> [Problems to work on]:
- 1) Duplicate the part of the article on avoiding animal attacks that opens with the words containing "Jeremy Talamantes, dog" and closes with "a full-on phobia.".
- 2) Go on with the article on avoiding animal attacks from where it stops.

Source extract Block Start

A lot of people love animals. They love visiting them at zoos, coming home to them as pets and viewing them in their natural habitats.
But sometimes things can go awry between animal and human. Dogs can attack, things in the ocean can bite you, and there are all kinds of things flying around that can give you a nasty sting.
So what are the best ways to avoid animal attacks?
According to the American Humane Association, about 4.7 million people in the United States are bitten by a dog each year and 71% of those bites are on the extremities (legs, hands, arms and feet).
Jeremy Talamantes, dog trainer and owner of K-9 Behavior Services, says when you're confronted by a vicious dog, you might be bitten or you might be attacked. And for your own safety, it's important to recognize the difference.
"You have bites and you have attacks. So the bites happen very often, but the attacks are 'I'm not letting go. I'm going back and forth on you.' And those are the ones that are serious and they can be life threatening situations," said Talamantes in a TV interview.
A lot of experts say not to panic if you're confronted by a mean dog, but that's clearly a difficult thing to do, especially if you have a slight fear or a full-on phobia.
But Talamantes says staying calm is the best thing you can do in most cases, because running will set off a natural instinct in the dog and tell him to give chase.
"If you find yourself in a situation where you come around a corner and a dog comes up and he's staring at you, he's sizing you up and at that same moment you need to do the same thing," advised Talamantes.
"You need to stop. Don't move. Don't take off running. If you take off running, you're prey. It's a prey-driven instinct that a dog has. He's going to chase you and he's going to take you down."
In addition, Talamantes says if a dog is biting you for more than three seconds -- it's not a just a bite, it's an attack -- and you'll have to do whatever you can to protect yourself.
He suggests to start screaming to get someone's attention, which probably won't be too hard for you to do considering the circumstances. After that, try to find something to put in between yourself and the dog, like a garbage can lid, stick or broom.
And just as important, go to the emergency room if you're ever bitten, since the bacteria in a dog's mouth can cause infection, experts say.
When it comes to avoiding a bee sting, experts say to think about where you're going and plan accordingly.
Researchers at the University of California Agriculture & Natural Resources say to avoid wearing colognes, perfumes or scented soaps if you're going to be in a place that has a lot of bees or wasps.
Additionally, they say not to wear bright or heavily patterned clothing or walk barefoot in areas with a lot of foliage. And if a bee or wasp does land on you, most times it's not looking to sting; it's just looking for water.
"If you remain calm when a bee or wasp lands on your skin to inspect a smell or to get water if you are sweating heavily, the insect eventually will leave of its own accord," wrote the researchers. "If you don't want to wait for it to leave, gently and slowly brush it away with a piece of paper."
Most experts say unless you're disturbing a nest, the chances are high you won't be stung. But if a bee lands on you, you increase those chances if you swat at it or try to hit it.
And after you decide whether you're going to brush the bee off or wait for it to leave, you should slowly back away and go to another area, experts advise.

Source extract Block End
Record set Block Start

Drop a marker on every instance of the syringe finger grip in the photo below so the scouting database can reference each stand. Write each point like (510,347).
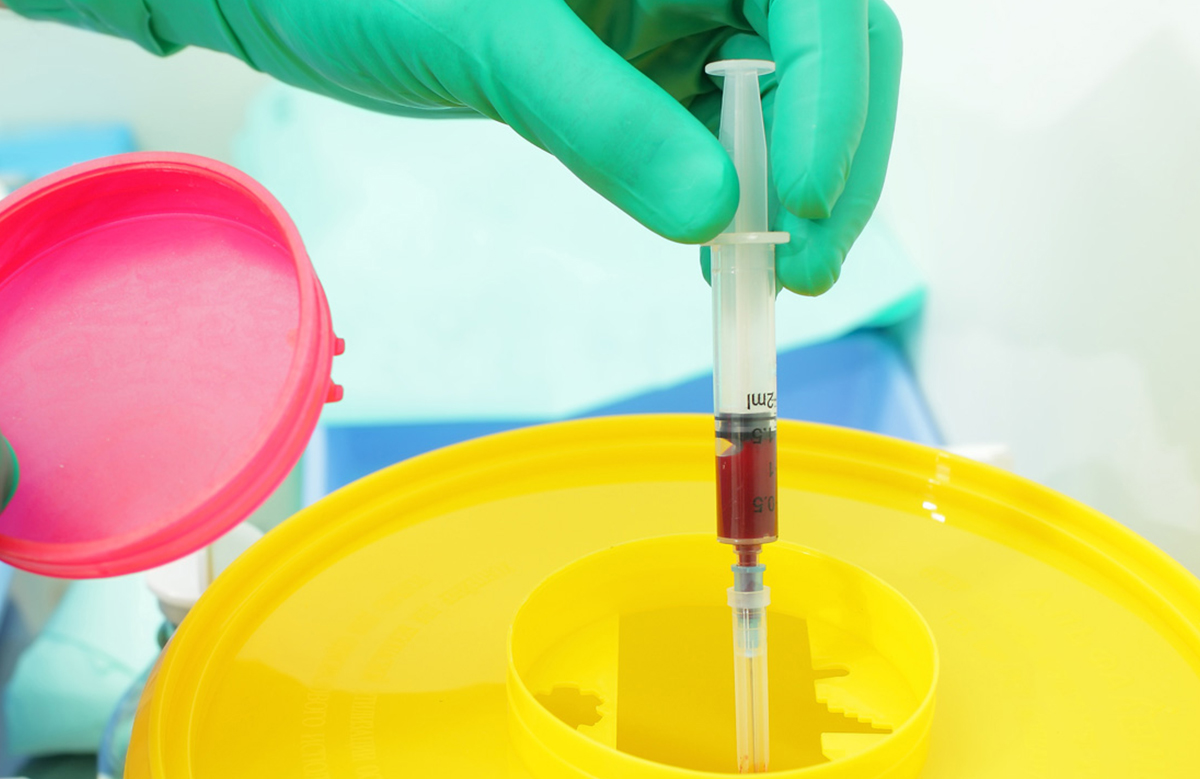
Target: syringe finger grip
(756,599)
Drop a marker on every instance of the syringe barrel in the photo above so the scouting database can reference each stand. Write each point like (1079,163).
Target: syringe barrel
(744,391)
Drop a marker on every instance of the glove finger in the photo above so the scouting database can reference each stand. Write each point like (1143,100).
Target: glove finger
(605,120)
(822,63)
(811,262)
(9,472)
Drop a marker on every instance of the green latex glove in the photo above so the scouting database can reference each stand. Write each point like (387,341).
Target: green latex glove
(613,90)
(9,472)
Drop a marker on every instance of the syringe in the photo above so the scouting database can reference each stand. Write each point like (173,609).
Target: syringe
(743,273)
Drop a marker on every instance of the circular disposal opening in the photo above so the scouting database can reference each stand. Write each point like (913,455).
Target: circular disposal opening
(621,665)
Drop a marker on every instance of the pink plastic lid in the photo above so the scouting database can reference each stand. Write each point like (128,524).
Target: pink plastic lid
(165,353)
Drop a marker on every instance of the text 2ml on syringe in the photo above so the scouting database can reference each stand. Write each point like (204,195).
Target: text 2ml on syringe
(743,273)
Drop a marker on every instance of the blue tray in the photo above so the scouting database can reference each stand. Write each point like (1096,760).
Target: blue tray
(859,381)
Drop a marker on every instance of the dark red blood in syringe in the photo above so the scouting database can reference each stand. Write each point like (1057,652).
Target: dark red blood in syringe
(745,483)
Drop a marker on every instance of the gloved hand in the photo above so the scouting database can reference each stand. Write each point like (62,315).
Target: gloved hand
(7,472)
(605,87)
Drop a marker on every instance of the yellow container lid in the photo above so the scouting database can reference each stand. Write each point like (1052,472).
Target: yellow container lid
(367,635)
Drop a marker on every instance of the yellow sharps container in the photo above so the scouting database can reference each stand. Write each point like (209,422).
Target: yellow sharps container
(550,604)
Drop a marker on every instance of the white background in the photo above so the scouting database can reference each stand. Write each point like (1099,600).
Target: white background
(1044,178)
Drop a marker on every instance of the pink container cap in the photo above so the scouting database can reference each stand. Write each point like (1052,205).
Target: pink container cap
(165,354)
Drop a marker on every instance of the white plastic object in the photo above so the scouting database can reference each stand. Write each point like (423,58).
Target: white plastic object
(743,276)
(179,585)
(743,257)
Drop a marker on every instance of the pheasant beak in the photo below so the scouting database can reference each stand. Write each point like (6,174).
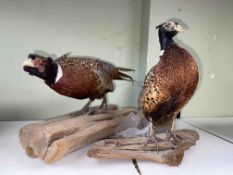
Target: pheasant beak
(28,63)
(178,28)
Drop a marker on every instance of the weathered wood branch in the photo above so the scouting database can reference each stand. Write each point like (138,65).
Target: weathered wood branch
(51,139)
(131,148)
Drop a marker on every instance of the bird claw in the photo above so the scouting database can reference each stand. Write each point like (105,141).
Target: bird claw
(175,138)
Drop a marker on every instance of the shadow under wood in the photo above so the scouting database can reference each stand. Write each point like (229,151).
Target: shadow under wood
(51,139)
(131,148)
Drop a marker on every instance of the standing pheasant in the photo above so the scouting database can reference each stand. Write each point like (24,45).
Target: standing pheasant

Record set Block End

> [Numbered responses]:
- 1)
Jeremy Talamantes, dog trainer and owner of K-9 Behavior Services, says when you're confronted by a vicious dog, you might be bitten or you might be attacked. And for your own safety, it's important to recognize the difference.
"You have bites and you have attacks. So the bites happen very often, but the attacks are 'I'm not letting go. I'm going back and forth on you.' And those are the ones that are serious and they can be life threatening situations," said Talamantes in a TV interview.
A lot of experts say not to panic if you're confronted by a mean dog, but that's clearly a difficult thing to do, especially if you have a slight fear or a full-on phobia.

- 2)
If you're allergic to bee or wasp stings, get emergency medical treatment immediately. And wearing a Medic-alert bracelet if you're allergic to stings is another smart move.
As for bear attacks, you're more likely to be bitten by a dog or stung by a bee, but they still happen.
And just because the chances of something bad occurring are low, it doesn't mean that you don't prepare for it in some way, right?
Like getting struck by lightning. Even though the chances are low, you still take the necessary precautions during a thunderstorm. You don't go walking under a tall tree, for Pete's sake.
According to safety tips provided by various sources, including Hinterland Who's Who and Parks Canada, it's best to make a lot of noise if you're walking through the woods, or in an area that's known to have bears.
Making noise as you walk will alert a bear to your presence, because if it becomes alarmed, you'll increase your chances of being confronted. Generally, bears will try to avoid a confrontation, so if they hear you coming they'll go someplace else, experts say.
If you do run into a bear or one runs into you, slowly back way. Running will only increase the chances of an attack occurring.
And experts say if you plan to be in an area that's known to have bears, you should keep bear spray handy, and have it in a place where you can grab it quickly.
If the bear isn't retreating, hold your arms high above your head. This will make you appear bigger in size to the bear, and it might back off.
Obviously, these tips will be difficult to follow in the heat of an attack, but you'll still need to be prepared nonetheless. A recent study published in the Journal of Wildlife Management showed that attacks by North American black bears are happening more frequently, as population in the United States and Canada continues to grow.
"We didn't demonstrate why population growth is correlated with more bear attacks," explained Stephen Herrero, a professor at the University of Calgary and one of the study authors. "But we speculate that it could be because bears in those areas are living in less productive habitat with periodic food stress, which may predispose some bears to consider people as prey.
"With training, people can learn to recognize the behavior of a bear that is considering them as prey and deter an attack by taking aggressive action such as fighting back," he said.